***** Material shown *****

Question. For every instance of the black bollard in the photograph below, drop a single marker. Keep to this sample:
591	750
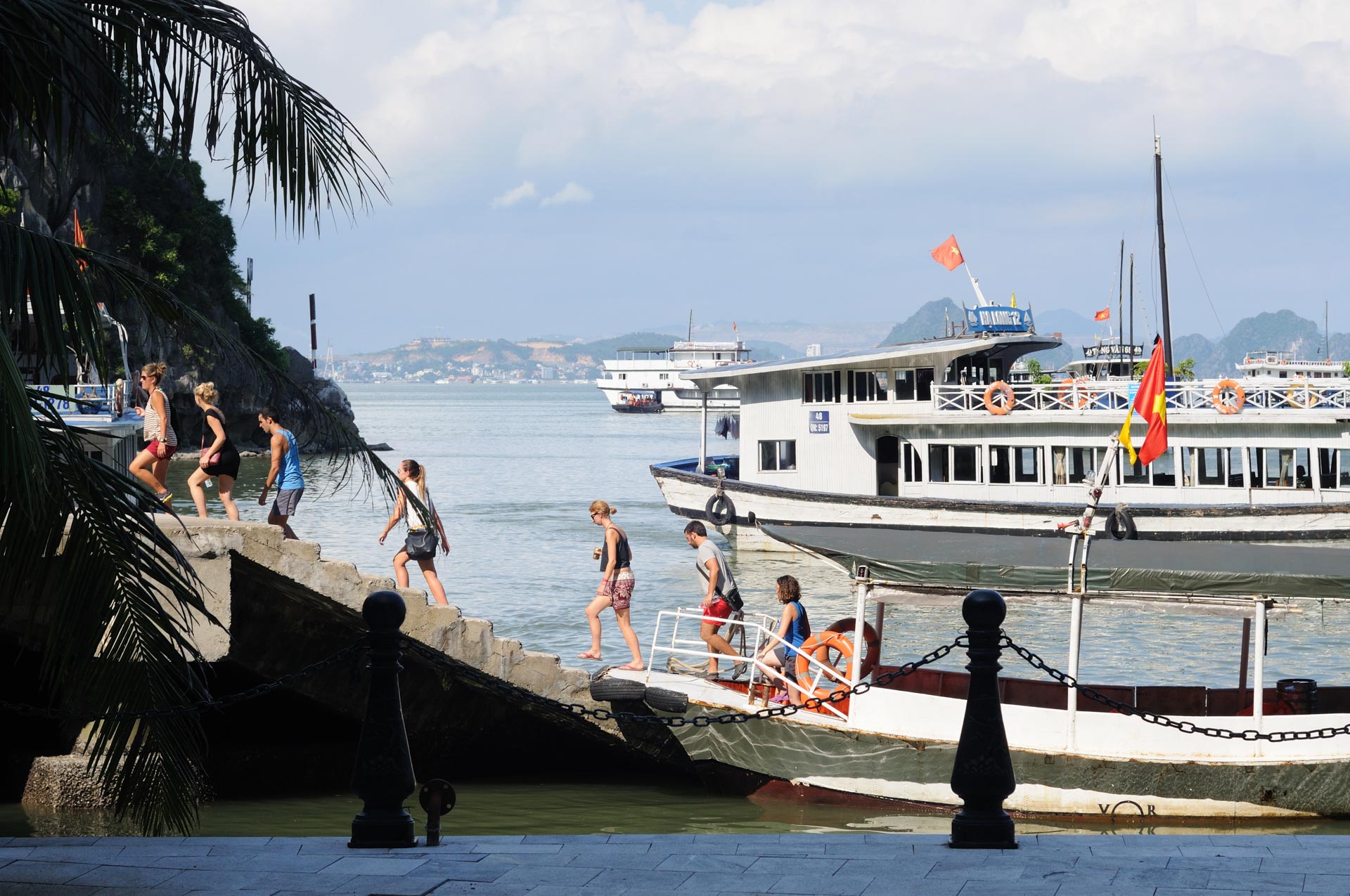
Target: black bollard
982	774
384	775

*****

Aim = Write out all the lines above again, adding 34 to each coordinate in the answers while keeping every other number unchanged, and leave the picture out.

Written response =
Question. For every instance of the black bollard in the photograph below, drop a single marker. Keep to this sample:
591	750
Target: black bollard
1016	808
418	809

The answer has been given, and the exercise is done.